GOAL OF THE EXERCISE>
Pull out every line below that contains the word "black" and copy each one in full.

ROWS>
_ _ _

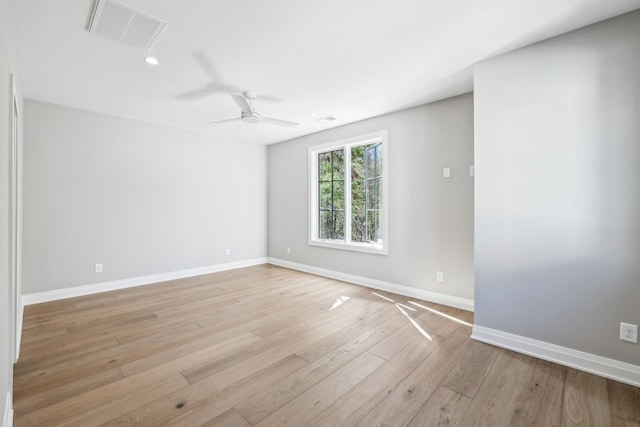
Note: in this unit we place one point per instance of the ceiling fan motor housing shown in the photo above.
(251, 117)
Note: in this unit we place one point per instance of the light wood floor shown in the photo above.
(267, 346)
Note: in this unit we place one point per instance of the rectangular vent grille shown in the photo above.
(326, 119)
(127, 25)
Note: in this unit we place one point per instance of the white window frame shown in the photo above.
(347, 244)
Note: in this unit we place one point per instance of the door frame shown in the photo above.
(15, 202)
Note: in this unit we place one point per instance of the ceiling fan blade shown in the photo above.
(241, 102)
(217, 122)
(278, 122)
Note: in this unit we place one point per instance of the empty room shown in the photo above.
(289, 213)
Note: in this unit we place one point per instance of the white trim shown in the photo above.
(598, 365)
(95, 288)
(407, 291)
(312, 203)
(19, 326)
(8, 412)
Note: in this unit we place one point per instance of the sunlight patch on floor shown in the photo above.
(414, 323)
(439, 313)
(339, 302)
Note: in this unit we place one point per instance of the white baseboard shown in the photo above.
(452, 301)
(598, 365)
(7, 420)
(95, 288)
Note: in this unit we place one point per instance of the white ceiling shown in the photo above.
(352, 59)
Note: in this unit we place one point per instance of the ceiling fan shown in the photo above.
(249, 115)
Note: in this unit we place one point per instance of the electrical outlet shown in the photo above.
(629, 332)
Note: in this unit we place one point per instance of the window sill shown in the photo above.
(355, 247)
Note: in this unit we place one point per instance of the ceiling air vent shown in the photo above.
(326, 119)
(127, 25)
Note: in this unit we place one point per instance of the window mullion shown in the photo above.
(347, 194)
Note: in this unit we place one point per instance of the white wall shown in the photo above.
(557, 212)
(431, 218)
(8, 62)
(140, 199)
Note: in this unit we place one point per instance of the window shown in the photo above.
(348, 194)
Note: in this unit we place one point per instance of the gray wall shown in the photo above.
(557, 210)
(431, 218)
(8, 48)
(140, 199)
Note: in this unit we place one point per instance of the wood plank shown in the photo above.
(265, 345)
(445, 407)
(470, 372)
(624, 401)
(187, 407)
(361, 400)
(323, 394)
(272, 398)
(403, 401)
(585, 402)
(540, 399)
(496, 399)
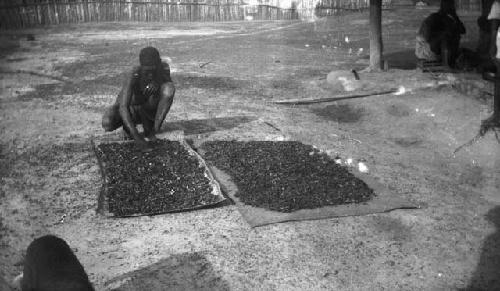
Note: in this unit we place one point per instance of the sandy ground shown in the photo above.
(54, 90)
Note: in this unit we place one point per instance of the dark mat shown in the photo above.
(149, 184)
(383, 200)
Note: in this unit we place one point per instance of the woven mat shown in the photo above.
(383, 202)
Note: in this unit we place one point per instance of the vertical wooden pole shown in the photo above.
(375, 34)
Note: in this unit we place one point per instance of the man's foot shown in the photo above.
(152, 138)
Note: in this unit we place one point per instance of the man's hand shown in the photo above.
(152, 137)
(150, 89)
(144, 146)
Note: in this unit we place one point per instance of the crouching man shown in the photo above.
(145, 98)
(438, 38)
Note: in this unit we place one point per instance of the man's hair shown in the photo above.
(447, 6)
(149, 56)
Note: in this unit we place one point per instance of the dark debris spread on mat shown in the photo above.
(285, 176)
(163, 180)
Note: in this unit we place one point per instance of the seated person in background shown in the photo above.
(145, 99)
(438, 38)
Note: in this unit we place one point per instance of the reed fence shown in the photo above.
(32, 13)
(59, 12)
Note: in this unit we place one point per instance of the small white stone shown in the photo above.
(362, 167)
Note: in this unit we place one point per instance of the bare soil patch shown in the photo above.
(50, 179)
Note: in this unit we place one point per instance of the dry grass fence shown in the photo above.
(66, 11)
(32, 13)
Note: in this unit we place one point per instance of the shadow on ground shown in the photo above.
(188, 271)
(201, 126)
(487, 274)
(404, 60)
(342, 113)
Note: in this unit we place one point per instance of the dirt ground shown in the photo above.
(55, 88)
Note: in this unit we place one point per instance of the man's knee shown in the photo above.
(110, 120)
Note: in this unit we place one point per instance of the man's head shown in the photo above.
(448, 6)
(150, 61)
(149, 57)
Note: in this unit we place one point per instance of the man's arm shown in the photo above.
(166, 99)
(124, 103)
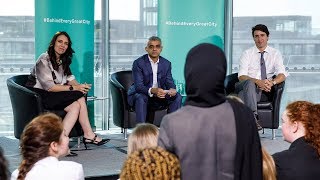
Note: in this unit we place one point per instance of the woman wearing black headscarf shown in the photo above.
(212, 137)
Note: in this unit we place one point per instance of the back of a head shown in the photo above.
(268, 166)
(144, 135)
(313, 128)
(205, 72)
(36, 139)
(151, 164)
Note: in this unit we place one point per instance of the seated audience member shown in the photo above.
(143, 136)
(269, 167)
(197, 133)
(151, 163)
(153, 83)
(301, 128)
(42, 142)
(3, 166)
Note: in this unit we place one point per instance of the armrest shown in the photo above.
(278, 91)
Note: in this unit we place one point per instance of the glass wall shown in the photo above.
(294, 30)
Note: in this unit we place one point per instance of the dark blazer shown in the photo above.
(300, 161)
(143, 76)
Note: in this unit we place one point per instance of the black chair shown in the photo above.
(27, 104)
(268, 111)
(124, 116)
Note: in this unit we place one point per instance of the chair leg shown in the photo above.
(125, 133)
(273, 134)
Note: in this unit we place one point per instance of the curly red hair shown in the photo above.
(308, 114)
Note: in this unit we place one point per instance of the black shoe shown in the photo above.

_ _ _

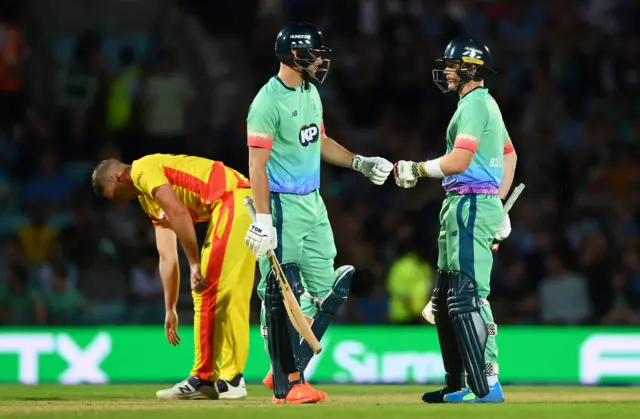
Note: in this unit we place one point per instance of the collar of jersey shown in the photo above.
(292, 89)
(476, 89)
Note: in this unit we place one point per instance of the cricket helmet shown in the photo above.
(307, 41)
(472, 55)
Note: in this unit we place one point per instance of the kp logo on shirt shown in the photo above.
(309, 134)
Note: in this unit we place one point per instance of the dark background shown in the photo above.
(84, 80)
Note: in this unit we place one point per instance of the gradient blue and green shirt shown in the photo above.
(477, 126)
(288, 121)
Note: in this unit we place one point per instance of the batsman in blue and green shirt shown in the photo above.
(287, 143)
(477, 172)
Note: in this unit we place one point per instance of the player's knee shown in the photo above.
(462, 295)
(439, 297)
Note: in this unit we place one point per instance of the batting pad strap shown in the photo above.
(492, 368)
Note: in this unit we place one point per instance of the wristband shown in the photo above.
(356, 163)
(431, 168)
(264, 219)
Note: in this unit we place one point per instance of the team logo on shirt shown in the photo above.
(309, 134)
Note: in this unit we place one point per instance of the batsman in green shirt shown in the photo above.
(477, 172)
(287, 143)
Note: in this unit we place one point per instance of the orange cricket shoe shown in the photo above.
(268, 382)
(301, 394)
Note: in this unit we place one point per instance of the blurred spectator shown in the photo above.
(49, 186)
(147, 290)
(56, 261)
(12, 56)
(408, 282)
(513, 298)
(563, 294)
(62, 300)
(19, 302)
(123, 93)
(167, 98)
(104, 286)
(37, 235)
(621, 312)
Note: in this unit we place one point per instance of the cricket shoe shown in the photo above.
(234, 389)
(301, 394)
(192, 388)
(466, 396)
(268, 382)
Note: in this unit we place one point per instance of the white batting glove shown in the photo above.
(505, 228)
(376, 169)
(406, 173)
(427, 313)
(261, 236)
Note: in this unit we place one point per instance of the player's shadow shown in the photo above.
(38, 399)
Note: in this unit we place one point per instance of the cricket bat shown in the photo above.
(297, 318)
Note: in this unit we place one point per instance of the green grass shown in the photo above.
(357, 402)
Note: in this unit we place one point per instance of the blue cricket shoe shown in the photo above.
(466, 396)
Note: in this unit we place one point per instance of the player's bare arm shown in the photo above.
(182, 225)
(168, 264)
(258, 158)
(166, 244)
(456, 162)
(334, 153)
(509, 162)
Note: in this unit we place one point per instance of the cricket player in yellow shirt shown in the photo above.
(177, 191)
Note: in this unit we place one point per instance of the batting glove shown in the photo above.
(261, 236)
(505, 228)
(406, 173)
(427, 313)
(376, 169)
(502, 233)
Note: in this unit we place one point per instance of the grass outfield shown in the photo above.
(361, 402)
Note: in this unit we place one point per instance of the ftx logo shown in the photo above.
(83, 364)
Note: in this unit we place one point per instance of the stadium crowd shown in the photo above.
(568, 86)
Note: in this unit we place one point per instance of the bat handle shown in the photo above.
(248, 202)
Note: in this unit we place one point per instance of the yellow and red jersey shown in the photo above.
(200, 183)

_ _ _

TASK RESULT>
Note: in this unit we place one point per instance of the woman wearing black headscarf shown in the photo above.
Note: in this unit we place one point per instance of the black chair shown in the photo above.
Note: in this unit we place one point per instance of the black shoe shown in the photo above.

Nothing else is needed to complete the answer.